▶ _Directions for this task_:
Reproduce the vector embeddings text between "return all_embeddings" and "free local embeddings.", inclusive, with "semantic search" changed to "similarity search".

START Excerpted text

Skip to main content

Vector Embeddings — How Computers Understand Meaning

17/40
Chapter 5 Mastering RAG — Build Knowledge Systems with Vector Embeddings

Vector Embeddings — How Computers Understand Meaning

22 min read Lesson 17 / 40 Preview

The Mathematical Foundation of RAG

Vector embeddings are the secret weapon behind modern search, recommendation, and RAG systems. They convert text into numbers that capture meaning — so computers can find similar content even when words are different.

What Are Embeddings?

An embedding converts text into a fixed-size array of numbers (a vector) where similar meanings are close together in vector space.

"I love programming" → [0.12, -0.45, 0.78, 0.33, ...]  (1536 dimensions)
"I enjoy coding"     → [0.11, -0.43, 0.76, 0.35, ...]  (very similar!)
"The weather is nice" → [0.89, 0.22, -0.15, 0.67, ...]  (very different)

Generating Embeddings with OpenAI

from openai import OpenAI
import numpy as np

client = OpenAI()

def get_embedding(text, model="text-embedding-3-small"):
    """Get embedding vector for a text string."""
    response = client.embeddings.create(
        model=model,
        input=text
    )
    return response.data[0].embedding

# Generate embeddings
e1 = get_embedding("How to train a neural network")
e2 = get_embedding("Steps to build a deep learning model")
e3 = get_embedding("Best restaurants in Paris")

print(f"Dimension: {len(e1)}")  # 1536 for text-embedding-3-small

# Calculate cosine similarity
def cosine_similarity(a, b):
    a, b = np.array(a), np.array(b)
    return np.dot(a, b) / (np.linalg.norm(a) * np.linalg.norm(b))

print(f"Similar texts: {cosine_similarity(e1, e2):.4f}")    # ~0.85
print(f"Different texts: {cosine_similarity(e1, e3):.4f}")   # ~0.15

Open-Source Embeddings with Sentence Transformers

from sentence_transformers import SentenceTransformer

model = SentenceTransformer("all-MiniLM-L6-v2")  # Free, runs locally

texts = [
    "Machine learning is a subset of AI",
    "Deep learning uses neural networks",
    "I went grocery shopping yesterday",
]

embeddings = model.encode(texts)
print(f"Shape: {embeddings.shape}")  # (3, 384)

# Compare all pairs
from sentence_transformers.util import cos_sim
similarities = cos_sim(embeddings, embeddings)
print(similarities)

Embedding Models Compared

Model Dimensions Cost/1M tokens Quality Speed
text-embedding-3-large 3072 $0.13 Best Fast (API)
text-embedding-3-small 1536 $0.02 Very good Fast (API)
all-MiniLM-L6-v2 384 Free Good Very fast
all-mpnet-base-v2 768 Free Very good Fast
BGE-large-en-v1.5 1024 Free Excellent Medium
Cohere embed-v3 1024 $0.10 Excellent Fast (API)

Batch Processing for Efficiency

def batch_embed(texts, batch_size=100):
    """Efficiently embed large collections of texts."""
    all_embeddings = []
    for i in range(0, len(texts), batch_size):
        batch = texts[i:i+batch_size]
        response = client.embeddings.create(
            model="text-embedding-3-small",
            input=batch
        )
        batch_embeddings = [d.embedding for d in response.data]
        all_embeddings.extend(batch_embeddings)
        print(f"Embedded {min(i+batch_size, len(texts))}/{len(texts)}")
    return all_embeddings

# Embed 1000 documents efficiently
documents = ["Document " + str(i) for i in range(1000)]
embeddings = batch_embed(documents)

Key Takeaway

Embeddings are the foundation of semantic search and RAG. They convert meaning into math, enabling computers to find relevant content even when exact keywords do not match. Choose OpenAI for best quality, or sentence-transformers for free local embeddings.

END Excerpted text
START Supplied entries

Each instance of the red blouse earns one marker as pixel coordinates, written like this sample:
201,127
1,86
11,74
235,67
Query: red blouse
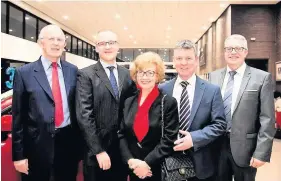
141,122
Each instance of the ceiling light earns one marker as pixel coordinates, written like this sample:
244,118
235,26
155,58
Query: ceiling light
65,17
117,16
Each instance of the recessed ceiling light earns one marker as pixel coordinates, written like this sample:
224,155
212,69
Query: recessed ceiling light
65,17
117,16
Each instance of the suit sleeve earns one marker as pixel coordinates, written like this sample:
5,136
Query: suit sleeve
267,121
124,149
85,113
19,112
216,127
171,128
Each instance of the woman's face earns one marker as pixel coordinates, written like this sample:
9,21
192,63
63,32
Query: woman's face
147,77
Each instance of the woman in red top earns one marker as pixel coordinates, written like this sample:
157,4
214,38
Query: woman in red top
141,142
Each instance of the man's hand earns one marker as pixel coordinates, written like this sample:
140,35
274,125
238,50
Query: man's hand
256,163
183,143
143,170
103,160
21,166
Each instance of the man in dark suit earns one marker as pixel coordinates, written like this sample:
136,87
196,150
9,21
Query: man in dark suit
101,91
249,109
44,129
201,111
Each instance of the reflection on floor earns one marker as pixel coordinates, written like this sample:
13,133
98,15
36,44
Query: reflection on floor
272,171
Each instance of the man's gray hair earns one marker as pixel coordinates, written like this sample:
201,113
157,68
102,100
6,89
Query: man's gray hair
186,44
238,37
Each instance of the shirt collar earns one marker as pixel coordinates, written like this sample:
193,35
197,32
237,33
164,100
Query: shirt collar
105,65
191,80
240,70
47,63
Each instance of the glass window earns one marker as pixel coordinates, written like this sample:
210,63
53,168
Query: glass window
30,27
80,48
89,51
68,42
85,48
127,54
16,22
164,54
3,17
74,45
41,24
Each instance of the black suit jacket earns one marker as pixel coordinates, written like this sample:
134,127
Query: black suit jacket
152,148
33,111
98,110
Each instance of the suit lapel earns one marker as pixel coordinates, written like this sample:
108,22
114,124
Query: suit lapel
244,83
198,94
66,76
102,75
41,77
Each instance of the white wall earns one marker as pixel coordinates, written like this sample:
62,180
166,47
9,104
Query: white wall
23,50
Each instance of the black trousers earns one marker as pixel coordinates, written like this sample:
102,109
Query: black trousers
227,167
65,163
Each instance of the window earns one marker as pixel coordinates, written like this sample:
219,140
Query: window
16,22
41,24
30,28
74,45
3,17
68,42
80,48
85,48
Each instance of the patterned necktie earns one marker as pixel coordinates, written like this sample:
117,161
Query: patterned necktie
227,98
57,95
184,108
113,82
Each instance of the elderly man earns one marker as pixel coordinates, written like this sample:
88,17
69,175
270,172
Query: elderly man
44,121
249,108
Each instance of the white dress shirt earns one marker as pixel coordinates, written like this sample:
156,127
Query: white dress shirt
190,90
236,85
107,71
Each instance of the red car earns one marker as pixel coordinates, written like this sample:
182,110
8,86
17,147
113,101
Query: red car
8,172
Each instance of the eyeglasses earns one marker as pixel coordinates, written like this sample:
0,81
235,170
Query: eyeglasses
230,49
105,43
148,73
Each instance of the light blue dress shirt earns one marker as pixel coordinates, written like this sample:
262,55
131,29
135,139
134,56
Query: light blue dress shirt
47,64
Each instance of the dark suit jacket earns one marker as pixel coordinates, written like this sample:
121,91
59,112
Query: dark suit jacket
33,111
207,123
252,129
152,148
98,110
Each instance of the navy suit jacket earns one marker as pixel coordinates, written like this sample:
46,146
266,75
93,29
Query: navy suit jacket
33,107
207,123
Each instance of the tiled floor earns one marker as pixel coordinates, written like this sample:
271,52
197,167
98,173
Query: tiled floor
272,171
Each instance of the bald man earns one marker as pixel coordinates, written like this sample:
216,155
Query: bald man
101,91
44,121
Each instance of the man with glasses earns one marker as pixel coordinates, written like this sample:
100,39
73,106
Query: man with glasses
201,113
101,91
45,135
249,109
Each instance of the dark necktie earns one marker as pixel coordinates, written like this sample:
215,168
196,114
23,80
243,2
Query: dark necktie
113,81
57,95
227,98
184,107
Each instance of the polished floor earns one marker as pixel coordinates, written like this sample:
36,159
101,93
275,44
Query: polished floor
272,171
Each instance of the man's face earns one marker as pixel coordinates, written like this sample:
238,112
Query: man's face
185,62
234,53
53,43
107,46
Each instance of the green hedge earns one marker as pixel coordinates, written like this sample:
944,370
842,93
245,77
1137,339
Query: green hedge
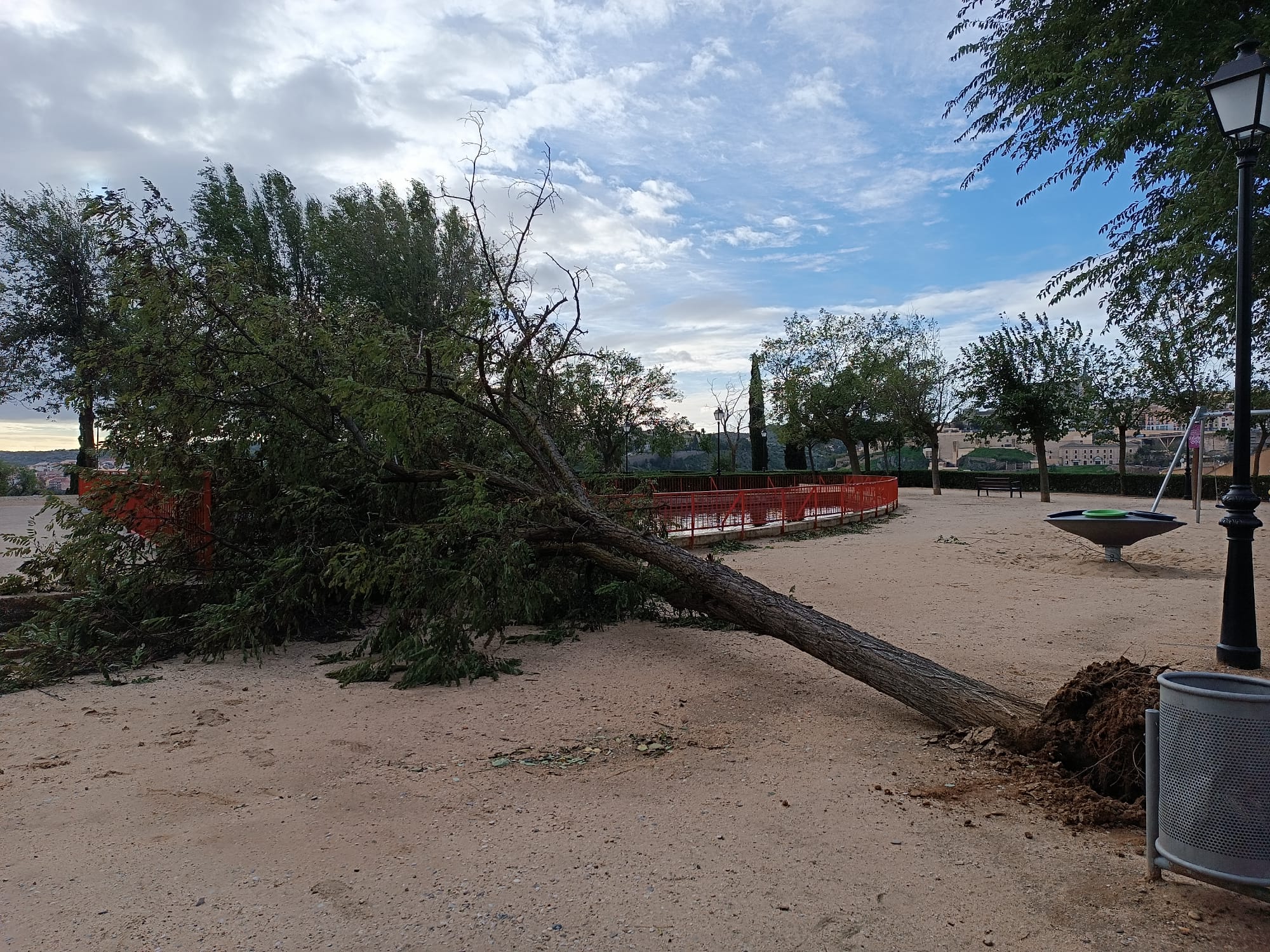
1099,484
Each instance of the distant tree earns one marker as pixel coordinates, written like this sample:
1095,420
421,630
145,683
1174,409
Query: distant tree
54,309
829,376
610,390
732,399
1121,398
1177,351
366,246
1032,380
1089,91
1177,348
919,383
758,416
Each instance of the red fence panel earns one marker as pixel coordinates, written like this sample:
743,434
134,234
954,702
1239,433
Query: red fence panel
714,512
153,513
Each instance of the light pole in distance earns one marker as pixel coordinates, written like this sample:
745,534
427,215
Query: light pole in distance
718,442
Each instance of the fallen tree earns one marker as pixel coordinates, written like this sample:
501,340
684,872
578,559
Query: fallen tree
443,501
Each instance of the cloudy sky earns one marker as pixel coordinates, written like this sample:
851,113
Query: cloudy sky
721,163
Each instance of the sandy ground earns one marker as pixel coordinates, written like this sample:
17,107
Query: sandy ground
18,516
243,807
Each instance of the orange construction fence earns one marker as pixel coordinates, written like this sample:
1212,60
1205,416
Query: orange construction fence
692,515
153,513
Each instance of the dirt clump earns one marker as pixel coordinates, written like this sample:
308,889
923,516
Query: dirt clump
1095,727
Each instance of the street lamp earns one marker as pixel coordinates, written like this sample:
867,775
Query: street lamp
719,442
1238,96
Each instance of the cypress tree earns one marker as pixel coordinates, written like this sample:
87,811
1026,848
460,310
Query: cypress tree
758,422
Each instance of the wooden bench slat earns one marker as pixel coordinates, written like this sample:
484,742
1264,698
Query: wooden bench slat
986,484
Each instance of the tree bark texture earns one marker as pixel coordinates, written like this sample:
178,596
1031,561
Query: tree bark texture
1045,469
935,464
1125,442
949,699
87,455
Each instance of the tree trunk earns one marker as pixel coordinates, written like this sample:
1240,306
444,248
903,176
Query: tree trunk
87,455
949,699
1187,491
935,463
1039,445
1125,489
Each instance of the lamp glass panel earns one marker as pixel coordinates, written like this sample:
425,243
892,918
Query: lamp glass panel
1236,103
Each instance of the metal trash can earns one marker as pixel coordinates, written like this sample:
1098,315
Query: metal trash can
1215,775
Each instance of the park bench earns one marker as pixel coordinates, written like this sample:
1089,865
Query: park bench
1004,484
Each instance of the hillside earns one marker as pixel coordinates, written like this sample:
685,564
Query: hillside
32,458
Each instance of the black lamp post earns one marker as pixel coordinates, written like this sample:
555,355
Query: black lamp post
1238,95
719,442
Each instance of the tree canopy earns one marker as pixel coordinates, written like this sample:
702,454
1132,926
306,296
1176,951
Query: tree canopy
54,308
1112,88
1032,379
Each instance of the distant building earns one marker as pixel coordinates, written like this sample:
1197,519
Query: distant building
1079,453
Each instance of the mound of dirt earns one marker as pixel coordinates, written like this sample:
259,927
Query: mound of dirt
1097,725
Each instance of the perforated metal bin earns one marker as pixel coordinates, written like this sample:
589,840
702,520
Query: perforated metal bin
1213,774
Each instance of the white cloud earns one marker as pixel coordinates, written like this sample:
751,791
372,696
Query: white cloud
655,200
815,93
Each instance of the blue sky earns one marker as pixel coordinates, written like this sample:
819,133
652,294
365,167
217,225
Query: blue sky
721,164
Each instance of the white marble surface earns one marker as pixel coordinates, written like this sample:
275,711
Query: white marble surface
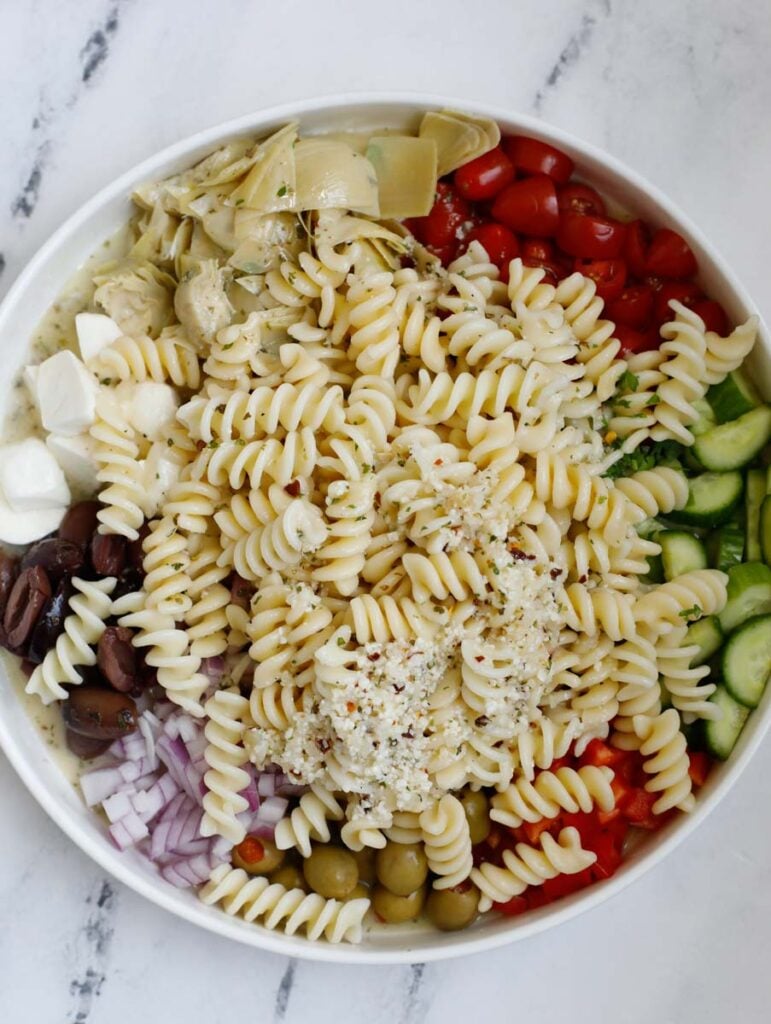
681,90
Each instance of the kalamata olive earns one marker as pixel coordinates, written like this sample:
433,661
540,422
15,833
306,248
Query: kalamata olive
50,623
135,552
331,871
57,557
241,591
80,523
257,856
396,909
8,572
401,867
86,747
452,909
28,597
477,814
108,554
117,658
99,714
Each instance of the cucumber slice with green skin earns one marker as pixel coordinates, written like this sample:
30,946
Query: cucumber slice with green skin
733,444
708,636
712,499
733,397
746,662
721,735
754,495
748,595
680,553
726,546
765,529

END Supplied entries

▶ _Written response_:
return all_embeddings

# Embed 1000 documents efficiently
documents = ["Document " + str(i) for i in range(1000)]
embeddings = batch_embed(documents)

Key Takeaway

Embeddings are the foundation of similarity search and RAG. They convert meaning into math, enabling computers to find relevant content even when exact keywords do not match. Choose OpenAI for best quality, or sentence-transformers for free local embeddings.